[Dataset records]
------------------------------

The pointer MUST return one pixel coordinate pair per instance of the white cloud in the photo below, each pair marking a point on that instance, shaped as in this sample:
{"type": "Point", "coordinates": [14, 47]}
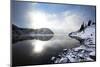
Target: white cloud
{"type": "Point", "coordinates": [65, 21]}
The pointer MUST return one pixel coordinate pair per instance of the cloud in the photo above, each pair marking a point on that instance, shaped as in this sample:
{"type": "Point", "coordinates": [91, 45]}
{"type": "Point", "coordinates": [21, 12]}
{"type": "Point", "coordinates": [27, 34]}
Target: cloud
{"type": "Point", "coordinates": [60, 23]}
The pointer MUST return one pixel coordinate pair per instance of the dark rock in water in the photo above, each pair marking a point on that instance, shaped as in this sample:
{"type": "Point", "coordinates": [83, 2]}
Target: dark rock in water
{"type": "Point", "coordinates": [20, 34]}
{"type": "Point", "coordinates": [44, 34]}
{"type": "Point", "coordinates": [86, 50]}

------------------------------

**Task objective**
Rewrite all of the items above, substituting "annotator" for every occurrence of "pointer" and leaving everything else unchanged. Leave the pictures out of your answer.

**Correct result**
The annotator MUST return one pixel coordinate pair per instance of the white cloud in the photo below, each pair marking a point on that instance, shaped as in this sample:
{"type": "Point", "coordinates": [14, 47]}
Target: white cloud
{"type": "Point", "coordinates": [65, 21]}
The annotator MUST return one pixel coordinate pair per instance of the cloud in the photo above, each pair marking a point on that instance, shaped as in this sample:
{"type": "Point", "coordinates": [91, 45]}
{"type": "Point", "coordinates": [21, 12]}
{"type": "Point", "coordinates": [27, 34]}
Target: cloud
{"type": "Point", "coordinates": [60, 23]}
The annotator MUST return one pixel coordinate pair per instance of the dark rock in water in the photo above, each pair marking a point on that instance, shaped as in this sample:
{"type": "Point", "coordinates": [83, 2]}
Target: dark rock in water
{"type": "Point", "coordinates": [20, 34]}
{"type": "Point", "coordinates": [44, 34]}
{"type": "Point", "coordinates": [86, 50]}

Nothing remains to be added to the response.